--- Begin Excerpted passage ---

What Effect Would the Equal Rights Amendment Have if Enacted?

In this recent article, columnist Steve Chapman considers the possible impact of the Equal Rights Amendment, which has been reintroduced in Congress by a group of primarily liberal Democratic supporters. He concludes, that it will likely have little or no impact because:

As Northwestern University law professor Andrew Koppelman puts it, Phyllis Schlafly and other opponents [of the ERA] won the battle but lost the war: "The ERA was defeated, but its rule against sex discrimination was incorporated into constitutional law anyway, by judicial interpretation of the 14th Amendment...."

In fact, says Koppelman, "it's hard to imagine it making any difference at all."

Andy Koppelman knows a lot more about antidiscrimination law than I do, but I have to disagree with him here. Although it is true that the much of what ERA proponents wanted back in the 1970s has been adopted by courts under the Equal Protection Clause since then, there are a number of current laws that could be ruled unconstitutional if the ERA (now called the "Women's Equality Amendment") to be enacted. The ERA's text mandates that "Equality of rights under the law shall not be denied or abridged by the United States or by any State on account of sex." This language suggests that laws classifying people by gender must either be invalidated automatically or - at the very least - subjected to stringent "strict scrutiny" of the sort applied to racial classifications today.

Eugene Volokh discusses some potential effects of the ERA in this post, including affirmative action for women, limits on the use of female troops in combat, and bans on same-sex marriage. Of these, I think that affirmative action programs for women would be the most vulnerable because they already encounter strong political opposition on the right, and judges would not be as hesitant to strike them down as, say the ban on same-sex marriage, which has broad popular support in most states.

In addition to Eugene's list, I would add a few others:

1. Male-only draft registration.

--- End Excerpted passage ---

→ **Directives**:
**A.** In the post on the Equal Rights Amendment, what name is the ERA now given?
**B.** Using the reasons the Equal Rights Amendment post gives, explain why affirmative action programs for women would be the most vulnerable of the effects on Volokh's list.
**C.** Resume the post on the Equal Rights Amendment from the point where it stops and carry it forward.

--- Begin Data shown ---

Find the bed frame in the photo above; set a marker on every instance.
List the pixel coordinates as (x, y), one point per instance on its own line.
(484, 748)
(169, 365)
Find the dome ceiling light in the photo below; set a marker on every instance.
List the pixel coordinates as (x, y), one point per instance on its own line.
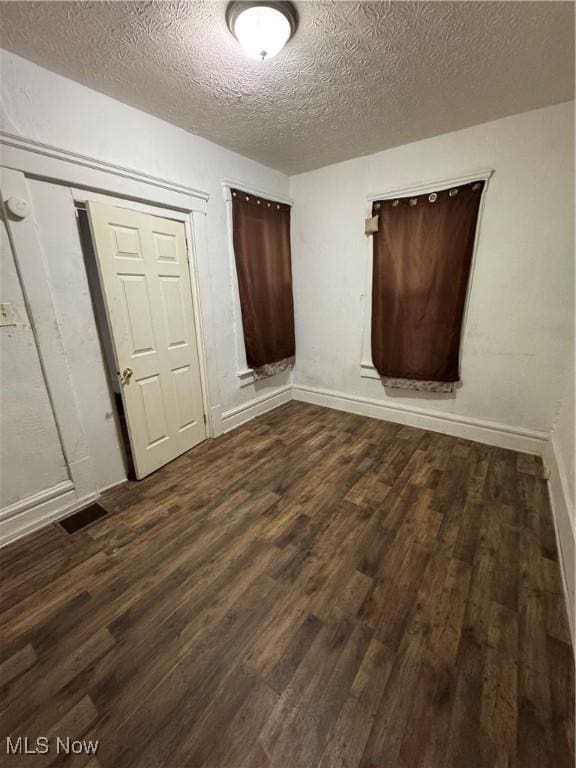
(261, 28)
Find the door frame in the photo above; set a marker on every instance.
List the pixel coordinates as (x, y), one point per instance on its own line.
(23, 159)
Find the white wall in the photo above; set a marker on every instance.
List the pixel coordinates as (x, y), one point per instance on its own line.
(45, 107)
(519, 328)
(31, 457)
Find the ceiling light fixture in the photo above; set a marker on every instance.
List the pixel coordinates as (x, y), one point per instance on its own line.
(261, 28)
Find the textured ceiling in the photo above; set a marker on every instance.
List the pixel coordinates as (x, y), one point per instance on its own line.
(357, 77)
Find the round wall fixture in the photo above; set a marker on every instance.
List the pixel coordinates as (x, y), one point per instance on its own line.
(261, 28)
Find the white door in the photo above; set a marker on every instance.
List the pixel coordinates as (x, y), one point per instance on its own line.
(143, 267)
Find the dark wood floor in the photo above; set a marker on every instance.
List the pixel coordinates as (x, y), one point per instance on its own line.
(312, 590)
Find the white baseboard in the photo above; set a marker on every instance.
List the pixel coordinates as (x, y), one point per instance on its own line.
(490, 433)
(259, 405)
(563, 514)
(42, 508)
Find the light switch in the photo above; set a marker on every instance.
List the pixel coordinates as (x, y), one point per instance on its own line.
(8, 315)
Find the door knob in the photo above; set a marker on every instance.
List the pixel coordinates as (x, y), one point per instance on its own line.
(126, 375)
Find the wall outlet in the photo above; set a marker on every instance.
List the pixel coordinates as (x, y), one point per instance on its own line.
(8, 315)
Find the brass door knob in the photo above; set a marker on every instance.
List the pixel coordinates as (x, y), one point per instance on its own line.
(126, 375)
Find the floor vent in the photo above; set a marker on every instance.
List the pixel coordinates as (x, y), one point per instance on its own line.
(83, 518)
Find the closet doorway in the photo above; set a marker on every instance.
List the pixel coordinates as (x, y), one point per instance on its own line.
(144, 276)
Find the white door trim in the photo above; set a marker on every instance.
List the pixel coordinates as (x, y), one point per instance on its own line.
(35, 281)
(87, 195)
(23, 158)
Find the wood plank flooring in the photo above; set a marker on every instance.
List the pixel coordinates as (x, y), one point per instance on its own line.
(312, 590)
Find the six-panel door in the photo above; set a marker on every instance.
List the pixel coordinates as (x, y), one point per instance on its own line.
(145, 277)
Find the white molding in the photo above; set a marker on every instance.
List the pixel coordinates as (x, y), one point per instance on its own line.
(563, 516)
(15, 147)
(478, 430)
(367, 370)
(434, 185)
(245, 375)
(37, 511)
(247, 411)
(228, 184)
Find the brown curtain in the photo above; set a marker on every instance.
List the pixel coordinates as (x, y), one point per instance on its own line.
(422, 257)
(262, 250)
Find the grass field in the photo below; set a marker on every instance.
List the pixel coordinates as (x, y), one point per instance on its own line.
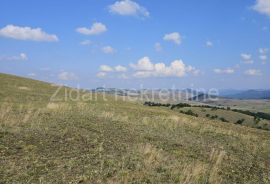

--- End Data shown ---

→ **Answers provided**:
**A.** It is now called the "Women's Equality Amendment."

**B.** Those programs already face strong political opposition on the right. Judges would be less hesitant to strike them down than something like the ban on same-sex marriage, which has broad popular support in most states.

**C.**
This is vulnerable for the same reason as are restrictions on women in combat (discussed in Eugene's post). Although the Court upheld male-only draft registration under the 14th Amendment in the 1981 case of Rostker v. Goldberg, it is unlikely to do so under an Equal Rights Amendment that clearly forbids virtually all gender classifications. This may not matter much as long as there isn't a draft. But might matter a great deal if the draft were ever reintroduced.

2. Single-sex bathrooms.

It may seem obvious to most people that rules mandating single-sex bathrooms in public buildings would pass even a very stringent "strict scrutiny" test of the sort that would probably be required to uphold a gender classification under the ERA. It is not so obvious to me. I attended a college that had coed bathrooms; the school was all-male until the 1970s, and many buildings still had only one set of bathrooms, which necessitated making them coed. Coed bathrooms may well be less convenient and more unpleasant than single-sex ones. But one thing I learned from my college experience is that they can function without major violations of privacy, outbreaks of sexual assault, and other severe harms. And the Supreme Court has repeatedly held that convenience and pleasantness are not enough to overcome the strict scrutiny standard in other contexts, such as racial discrimination. I suspect that courts will be initially reluctant to strike down laws requiring single-sex bathrooms in public facilities. But that reluctance might break down over time, as judges become more aware of the fact that coed bathrooms won't necessarily lead to the sorts of massive harms that we might imagine.

3. Civil unions limited to same-sex couples.

As co-blogger Dale Carpenter has pointed out, civilian union laws recently enacted in some states limit this status to same-sex couples. Heterosexual couples are not permitted to enter into civil unions. It is easy to argue that this restriction is a gender classification for exactly the same reasons that one could contend that a law restricting marriage to opposite-sex couples is a sex classification. Under these civilian union laws, Adam can enter into a civil union with Steve, but could not do the exact same thing with Eve - even if Eve and Steve are identical in every way other than gender. A variety of arguments could be made to justify the restriction of civil union status to homosexuals, especially in a context where heterosexuals can marry, but gays cannot. However, I am skeptical that these arguments will be enough to pass strict scrutiny. Moreover, it is more likely that federal judges will use the ERA to strike down laws restricting hetersexual access to civil unions than that they would use it to strike down legislation restricting homosexual access to marriage - even though the latter has already happened in two states with ERA provisions in their state constitutions (Massachusetts and Hawaii). Civil unions for heterosexuals are a less politically charged issue than marriage rights for gays. Judicial decisions requiring the former are less likely to generate a major political backlash than ones mandating the latter; it would be naive to expect that judges won't take this difference into account as they decide cases.

4. Title IX rules on womens' sports teams.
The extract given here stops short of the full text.